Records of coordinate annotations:
** BEGIN **

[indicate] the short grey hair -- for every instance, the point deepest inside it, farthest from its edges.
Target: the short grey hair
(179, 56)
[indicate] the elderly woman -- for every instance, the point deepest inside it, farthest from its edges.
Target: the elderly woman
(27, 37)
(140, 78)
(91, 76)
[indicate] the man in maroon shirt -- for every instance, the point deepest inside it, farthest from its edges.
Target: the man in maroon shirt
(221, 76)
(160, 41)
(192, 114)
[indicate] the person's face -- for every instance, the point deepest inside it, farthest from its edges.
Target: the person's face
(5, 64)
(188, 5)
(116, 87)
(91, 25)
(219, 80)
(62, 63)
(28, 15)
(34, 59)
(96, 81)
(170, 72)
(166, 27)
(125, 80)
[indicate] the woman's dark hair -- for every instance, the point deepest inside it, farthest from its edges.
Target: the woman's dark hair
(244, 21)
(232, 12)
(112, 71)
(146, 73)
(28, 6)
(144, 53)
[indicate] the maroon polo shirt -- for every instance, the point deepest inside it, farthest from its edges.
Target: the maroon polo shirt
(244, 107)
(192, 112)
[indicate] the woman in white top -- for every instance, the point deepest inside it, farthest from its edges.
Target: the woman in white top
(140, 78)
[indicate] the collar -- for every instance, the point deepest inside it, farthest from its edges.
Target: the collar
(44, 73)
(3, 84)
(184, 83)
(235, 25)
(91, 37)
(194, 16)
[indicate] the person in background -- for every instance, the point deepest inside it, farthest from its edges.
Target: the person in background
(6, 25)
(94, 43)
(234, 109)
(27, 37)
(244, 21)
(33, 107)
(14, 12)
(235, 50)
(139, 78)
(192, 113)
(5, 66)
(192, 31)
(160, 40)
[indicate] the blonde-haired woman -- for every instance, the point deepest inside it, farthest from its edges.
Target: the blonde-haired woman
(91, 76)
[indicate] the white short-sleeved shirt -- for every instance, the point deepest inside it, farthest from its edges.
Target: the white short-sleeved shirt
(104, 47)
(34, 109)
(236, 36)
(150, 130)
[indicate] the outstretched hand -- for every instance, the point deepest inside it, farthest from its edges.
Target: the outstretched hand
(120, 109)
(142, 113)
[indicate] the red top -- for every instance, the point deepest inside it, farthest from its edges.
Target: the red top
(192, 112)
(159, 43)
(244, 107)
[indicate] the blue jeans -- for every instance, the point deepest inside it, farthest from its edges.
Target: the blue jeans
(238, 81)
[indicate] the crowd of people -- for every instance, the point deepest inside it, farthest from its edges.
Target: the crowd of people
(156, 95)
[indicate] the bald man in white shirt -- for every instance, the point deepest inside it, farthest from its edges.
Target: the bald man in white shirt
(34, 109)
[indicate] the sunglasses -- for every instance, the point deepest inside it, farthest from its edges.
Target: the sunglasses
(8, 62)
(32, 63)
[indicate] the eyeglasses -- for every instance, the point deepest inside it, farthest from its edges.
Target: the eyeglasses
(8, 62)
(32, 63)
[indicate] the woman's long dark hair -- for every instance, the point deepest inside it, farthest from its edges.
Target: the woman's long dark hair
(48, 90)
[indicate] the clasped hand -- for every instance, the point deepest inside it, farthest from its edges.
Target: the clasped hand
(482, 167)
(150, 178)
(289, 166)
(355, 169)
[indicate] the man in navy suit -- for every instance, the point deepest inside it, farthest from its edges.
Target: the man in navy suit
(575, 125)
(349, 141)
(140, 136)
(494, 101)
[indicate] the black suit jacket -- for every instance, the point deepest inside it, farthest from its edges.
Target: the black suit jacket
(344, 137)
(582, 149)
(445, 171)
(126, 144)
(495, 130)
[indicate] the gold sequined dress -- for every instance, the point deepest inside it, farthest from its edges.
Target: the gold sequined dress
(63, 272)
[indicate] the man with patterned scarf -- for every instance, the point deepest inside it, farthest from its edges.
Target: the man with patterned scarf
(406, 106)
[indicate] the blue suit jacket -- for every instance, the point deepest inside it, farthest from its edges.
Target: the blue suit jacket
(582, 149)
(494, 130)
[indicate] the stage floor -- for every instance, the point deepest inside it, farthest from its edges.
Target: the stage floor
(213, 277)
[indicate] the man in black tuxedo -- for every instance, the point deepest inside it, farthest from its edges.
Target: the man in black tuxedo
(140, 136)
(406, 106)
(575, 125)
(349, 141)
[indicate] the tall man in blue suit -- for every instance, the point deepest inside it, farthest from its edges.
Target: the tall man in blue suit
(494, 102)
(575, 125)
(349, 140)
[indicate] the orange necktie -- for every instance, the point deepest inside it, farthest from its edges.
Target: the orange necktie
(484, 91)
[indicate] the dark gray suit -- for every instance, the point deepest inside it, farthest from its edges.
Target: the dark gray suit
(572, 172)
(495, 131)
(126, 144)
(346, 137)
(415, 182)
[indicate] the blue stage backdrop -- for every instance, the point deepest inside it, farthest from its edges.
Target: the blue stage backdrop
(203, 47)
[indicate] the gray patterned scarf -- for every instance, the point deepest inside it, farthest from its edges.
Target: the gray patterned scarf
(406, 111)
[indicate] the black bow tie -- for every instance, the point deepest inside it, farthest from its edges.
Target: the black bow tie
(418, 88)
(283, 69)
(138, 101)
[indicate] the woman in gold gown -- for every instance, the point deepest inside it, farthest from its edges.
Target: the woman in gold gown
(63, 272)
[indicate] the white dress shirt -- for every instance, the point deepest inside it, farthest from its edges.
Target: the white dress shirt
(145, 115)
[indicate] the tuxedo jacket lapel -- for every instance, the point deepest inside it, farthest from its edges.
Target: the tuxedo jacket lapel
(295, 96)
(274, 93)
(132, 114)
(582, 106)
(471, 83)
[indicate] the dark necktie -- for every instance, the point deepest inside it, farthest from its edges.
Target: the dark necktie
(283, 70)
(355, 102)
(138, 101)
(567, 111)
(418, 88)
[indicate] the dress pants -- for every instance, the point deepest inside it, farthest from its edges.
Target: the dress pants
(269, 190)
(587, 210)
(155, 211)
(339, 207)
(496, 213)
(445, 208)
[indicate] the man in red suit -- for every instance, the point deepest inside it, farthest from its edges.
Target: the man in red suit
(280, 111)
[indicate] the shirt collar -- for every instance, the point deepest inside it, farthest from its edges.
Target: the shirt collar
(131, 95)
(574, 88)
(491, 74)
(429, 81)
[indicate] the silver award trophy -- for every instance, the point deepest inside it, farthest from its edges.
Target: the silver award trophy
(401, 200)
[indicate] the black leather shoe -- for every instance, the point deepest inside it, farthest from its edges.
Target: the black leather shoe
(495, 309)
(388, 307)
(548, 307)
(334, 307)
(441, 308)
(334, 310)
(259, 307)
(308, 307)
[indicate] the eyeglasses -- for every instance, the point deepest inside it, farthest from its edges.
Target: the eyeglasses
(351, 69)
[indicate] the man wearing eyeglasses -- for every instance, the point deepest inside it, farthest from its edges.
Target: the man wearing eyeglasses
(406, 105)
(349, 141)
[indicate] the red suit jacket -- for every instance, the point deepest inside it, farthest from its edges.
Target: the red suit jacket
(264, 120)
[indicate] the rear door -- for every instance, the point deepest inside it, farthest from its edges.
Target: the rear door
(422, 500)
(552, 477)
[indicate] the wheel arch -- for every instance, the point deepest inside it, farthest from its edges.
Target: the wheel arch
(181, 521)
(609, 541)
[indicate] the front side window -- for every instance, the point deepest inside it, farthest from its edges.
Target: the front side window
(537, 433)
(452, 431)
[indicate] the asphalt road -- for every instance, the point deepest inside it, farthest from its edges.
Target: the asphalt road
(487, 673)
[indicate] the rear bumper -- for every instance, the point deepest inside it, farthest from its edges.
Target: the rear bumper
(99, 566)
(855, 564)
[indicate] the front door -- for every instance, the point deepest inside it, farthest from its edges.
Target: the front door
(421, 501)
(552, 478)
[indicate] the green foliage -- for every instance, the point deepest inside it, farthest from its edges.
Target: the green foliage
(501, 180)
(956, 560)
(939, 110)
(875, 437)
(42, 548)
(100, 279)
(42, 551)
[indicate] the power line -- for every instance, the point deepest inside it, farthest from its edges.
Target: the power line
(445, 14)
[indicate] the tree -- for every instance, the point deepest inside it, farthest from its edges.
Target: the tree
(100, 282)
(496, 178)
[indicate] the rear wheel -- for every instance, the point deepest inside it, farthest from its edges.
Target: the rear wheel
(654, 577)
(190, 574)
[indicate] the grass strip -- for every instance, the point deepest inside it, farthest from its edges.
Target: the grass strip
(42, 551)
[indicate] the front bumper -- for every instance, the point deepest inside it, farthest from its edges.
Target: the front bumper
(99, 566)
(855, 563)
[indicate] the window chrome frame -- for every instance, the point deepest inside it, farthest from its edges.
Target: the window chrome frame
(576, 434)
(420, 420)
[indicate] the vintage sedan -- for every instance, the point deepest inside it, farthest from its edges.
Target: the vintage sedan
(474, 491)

** END **

- Direction: Set out as a numbered list the lines above, from the line containing "[indicate] the vintage" through the last line, leaving out any blank lines.

- Written solution:
1. [indicate] the vintage sedan -- for every instance, the point deepest inside it, farthest from its edges.
2. Target: the vintage sedan
3. (474, 491)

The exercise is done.